**EXERCISE DESCRIPTION**
Gather every line below that contains the string "item" and copy each one in full.

**DATA SHOWN**
--
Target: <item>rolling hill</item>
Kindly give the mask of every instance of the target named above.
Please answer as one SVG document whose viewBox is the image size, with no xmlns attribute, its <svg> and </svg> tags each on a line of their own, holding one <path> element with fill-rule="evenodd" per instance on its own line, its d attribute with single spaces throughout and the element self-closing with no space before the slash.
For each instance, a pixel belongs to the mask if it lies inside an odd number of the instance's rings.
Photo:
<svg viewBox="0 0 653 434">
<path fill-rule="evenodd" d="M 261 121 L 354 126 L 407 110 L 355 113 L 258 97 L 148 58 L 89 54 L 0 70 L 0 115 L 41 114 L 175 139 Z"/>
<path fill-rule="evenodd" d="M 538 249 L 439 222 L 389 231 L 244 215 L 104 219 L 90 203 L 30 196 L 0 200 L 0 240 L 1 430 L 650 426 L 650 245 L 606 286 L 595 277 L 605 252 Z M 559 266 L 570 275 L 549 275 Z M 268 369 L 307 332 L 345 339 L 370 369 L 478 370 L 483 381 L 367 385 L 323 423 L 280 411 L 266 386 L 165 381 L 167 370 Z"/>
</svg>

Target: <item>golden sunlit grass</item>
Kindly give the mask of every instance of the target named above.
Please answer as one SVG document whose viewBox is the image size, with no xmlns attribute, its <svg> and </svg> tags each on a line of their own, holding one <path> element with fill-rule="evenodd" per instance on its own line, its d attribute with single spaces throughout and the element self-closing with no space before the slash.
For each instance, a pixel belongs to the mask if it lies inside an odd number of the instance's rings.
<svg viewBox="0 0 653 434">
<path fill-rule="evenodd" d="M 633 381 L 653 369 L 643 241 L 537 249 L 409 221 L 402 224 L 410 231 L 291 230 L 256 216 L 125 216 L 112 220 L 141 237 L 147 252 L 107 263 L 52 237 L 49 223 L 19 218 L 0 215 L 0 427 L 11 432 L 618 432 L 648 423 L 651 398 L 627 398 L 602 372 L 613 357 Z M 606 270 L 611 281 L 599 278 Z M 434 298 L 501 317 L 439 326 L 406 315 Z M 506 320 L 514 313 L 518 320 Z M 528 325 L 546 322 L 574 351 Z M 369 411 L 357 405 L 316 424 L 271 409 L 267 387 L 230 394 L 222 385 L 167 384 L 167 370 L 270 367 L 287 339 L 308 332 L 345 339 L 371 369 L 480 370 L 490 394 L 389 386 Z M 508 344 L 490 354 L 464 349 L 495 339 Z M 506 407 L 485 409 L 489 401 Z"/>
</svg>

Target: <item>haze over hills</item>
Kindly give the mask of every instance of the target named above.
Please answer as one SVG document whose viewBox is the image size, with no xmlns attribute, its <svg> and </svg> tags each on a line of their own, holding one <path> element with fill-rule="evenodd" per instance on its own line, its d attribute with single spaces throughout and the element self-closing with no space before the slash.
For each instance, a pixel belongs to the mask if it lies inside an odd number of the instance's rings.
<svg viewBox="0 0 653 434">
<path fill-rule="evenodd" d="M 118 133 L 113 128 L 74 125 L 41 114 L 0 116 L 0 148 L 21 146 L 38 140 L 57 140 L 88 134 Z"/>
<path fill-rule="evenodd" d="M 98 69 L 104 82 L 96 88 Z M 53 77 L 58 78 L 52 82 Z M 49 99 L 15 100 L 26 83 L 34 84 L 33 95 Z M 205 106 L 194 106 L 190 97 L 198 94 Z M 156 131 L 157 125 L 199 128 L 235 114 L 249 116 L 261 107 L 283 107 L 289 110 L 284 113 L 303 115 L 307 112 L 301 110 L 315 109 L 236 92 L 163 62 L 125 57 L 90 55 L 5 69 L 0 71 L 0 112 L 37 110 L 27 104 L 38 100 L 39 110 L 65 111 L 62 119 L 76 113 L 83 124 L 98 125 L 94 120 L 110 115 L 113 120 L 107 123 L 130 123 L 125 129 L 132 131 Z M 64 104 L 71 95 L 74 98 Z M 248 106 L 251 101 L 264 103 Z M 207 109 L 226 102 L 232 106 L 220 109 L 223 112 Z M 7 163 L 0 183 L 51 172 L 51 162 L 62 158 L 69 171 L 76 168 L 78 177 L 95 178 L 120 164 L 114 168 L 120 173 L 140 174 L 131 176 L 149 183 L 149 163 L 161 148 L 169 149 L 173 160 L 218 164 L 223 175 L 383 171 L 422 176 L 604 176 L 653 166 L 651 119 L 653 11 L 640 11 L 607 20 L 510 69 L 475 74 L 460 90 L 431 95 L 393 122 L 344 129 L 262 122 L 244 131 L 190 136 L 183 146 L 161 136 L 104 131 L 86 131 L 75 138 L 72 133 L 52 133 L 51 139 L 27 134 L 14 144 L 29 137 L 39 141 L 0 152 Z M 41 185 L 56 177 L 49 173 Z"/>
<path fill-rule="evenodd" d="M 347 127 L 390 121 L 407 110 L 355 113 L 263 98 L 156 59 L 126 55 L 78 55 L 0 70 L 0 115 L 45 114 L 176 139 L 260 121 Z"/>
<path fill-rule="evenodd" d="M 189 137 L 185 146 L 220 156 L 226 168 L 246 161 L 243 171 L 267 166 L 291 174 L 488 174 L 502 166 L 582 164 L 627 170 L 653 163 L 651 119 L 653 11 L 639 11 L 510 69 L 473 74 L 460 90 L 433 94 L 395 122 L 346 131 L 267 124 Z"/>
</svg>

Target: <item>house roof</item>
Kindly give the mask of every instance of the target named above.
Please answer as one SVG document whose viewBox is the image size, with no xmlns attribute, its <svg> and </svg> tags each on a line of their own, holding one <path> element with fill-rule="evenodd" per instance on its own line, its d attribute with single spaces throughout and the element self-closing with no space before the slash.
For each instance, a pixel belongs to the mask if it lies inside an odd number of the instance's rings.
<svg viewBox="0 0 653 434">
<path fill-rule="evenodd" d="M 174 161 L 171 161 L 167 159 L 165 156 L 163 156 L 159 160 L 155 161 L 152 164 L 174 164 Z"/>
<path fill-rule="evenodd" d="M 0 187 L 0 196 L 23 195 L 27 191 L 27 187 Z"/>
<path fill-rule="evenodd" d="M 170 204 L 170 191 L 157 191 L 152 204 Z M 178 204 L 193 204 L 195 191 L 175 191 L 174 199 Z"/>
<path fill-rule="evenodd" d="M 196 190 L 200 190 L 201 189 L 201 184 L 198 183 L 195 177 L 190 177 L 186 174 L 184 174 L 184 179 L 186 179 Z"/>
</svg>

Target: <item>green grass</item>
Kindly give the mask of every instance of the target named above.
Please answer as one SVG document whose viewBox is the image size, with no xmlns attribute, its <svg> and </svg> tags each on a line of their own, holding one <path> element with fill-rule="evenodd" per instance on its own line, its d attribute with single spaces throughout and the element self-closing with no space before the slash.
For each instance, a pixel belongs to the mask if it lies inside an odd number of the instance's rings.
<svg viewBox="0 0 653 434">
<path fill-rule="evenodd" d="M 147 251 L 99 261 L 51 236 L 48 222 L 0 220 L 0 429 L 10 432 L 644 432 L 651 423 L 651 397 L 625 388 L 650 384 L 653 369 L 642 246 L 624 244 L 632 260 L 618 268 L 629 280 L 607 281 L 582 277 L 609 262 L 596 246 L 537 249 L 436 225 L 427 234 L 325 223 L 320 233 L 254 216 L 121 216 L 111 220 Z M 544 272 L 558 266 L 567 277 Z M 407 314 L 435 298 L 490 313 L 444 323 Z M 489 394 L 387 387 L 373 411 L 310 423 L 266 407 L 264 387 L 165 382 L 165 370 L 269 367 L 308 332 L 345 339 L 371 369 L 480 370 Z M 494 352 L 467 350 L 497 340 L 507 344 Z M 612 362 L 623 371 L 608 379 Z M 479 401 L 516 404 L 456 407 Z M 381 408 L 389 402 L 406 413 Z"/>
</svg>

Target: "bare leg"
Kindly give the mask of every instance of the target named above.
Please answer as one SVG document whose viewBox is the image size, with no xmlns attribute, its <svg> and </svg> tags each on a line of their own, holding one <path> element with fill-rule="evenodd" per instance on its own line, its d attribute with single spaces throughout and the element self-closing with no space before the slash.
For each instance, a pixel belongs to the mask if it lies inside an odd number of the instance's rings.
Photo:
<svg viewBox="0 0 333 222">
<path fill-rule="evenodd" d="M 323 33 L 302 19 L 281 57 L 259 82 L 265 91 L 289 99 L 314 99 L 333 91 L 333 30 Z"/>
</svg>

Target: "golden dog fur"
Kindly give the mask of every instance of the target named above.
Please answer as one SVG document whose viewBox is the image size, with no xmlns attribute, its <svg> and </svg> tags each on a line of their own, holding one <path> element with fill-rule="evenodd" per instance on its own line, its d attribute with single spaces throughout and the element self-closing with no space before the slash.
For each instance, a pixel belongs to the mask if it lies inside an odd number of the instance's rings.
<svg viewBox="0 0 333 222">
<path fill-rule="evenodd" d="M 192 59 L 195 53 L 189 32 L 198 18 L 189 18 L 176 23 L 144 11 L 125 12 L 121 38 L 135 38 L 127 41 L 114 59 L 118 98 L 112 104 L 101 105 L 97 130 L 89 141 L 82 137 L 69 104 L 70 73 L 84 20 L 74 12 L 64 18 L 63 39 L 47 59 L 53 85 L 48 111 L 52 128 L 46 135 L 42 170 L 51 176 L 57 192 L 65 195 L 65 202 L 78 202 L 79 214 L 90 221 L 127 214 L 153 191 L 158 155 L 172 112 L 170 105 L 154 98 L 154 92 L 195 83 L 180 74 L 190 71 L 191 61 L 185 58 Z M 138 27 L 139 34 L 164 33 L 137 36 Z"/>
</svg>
--
**TASK RESULT**
Target: <item>rolling hill</item>
Target: <item>golden sunlit grass</item>
Target: <item>haze over hills</item>
Target: <item>house roof</item>
Target: <item>green grass</item>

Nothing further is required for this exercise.